--- Required work ---
Lines with "Find" in the records below: say how many there are, and add nothing.

[Image point grounding data]
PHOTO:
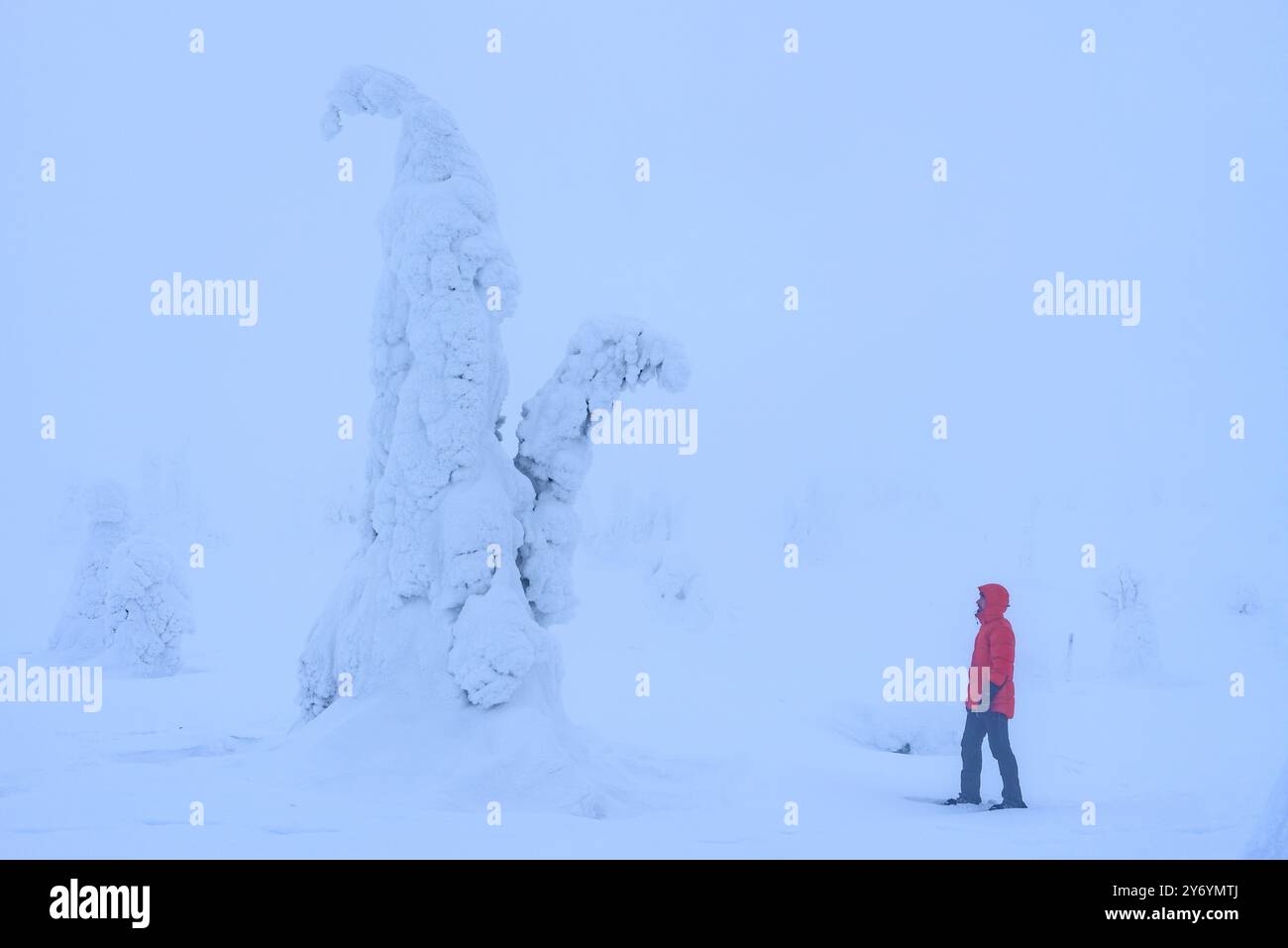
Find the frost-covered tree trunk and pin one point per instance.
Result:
(605, 359)
(433, 604)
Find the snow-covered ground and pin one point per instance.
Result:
(735, 727)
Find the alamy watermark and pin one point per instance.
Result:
(619, 425)
(63, 685)
(179, 296)
(925, 683)
(75, 900)
(1061, 296)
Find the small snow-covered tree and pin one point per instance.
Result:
(462, 553)
(81, 627)
(1133, 646)
(147, 607)
(128, 603)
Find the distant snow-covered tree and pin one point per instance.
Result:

--- Result ---
5